#### Task data ####

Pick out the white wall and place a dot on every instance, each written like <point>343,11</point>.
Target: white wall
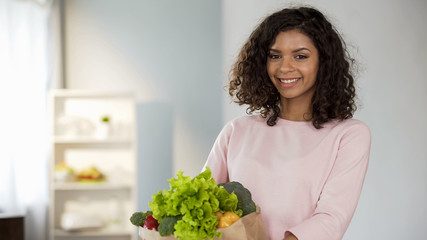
<point>388,40</point>
<point>167,52</point>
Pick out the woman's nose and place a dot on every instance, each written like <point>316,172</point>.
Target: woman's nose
<point>286,65</point>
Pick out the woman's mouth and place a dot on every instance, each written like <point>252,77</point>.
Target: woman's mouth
<point>288,82</point>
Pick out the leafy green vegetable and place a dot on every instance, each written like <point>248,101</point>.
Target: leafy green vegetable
<point>138,218</point>
<point>246,204</point>
<point>167,225</point>
<point>195,200</point>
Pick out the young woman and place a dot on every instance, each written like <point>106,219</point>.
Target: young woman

####

● **Aim of the exercise**
Return, unchanged, the run of lines above that opens with the line containing "Pick out the woman's nose" and closes with the line containing "Pick out the leafy". Include both.

● **Task answer**
Pick out the woman's nose and place a dot on every instance, each written like <point>316,172</point>.
Target: woman's nose
<point>286,65</point>
Pick out the woman's mouth and place a dot on every instance, each written like <point>252,77</point>.
Target: woman's mouth
<point>288,82</point>
Pick out the leafy green vegetable and place a dot on every instance, each written like <point>248,101</point>.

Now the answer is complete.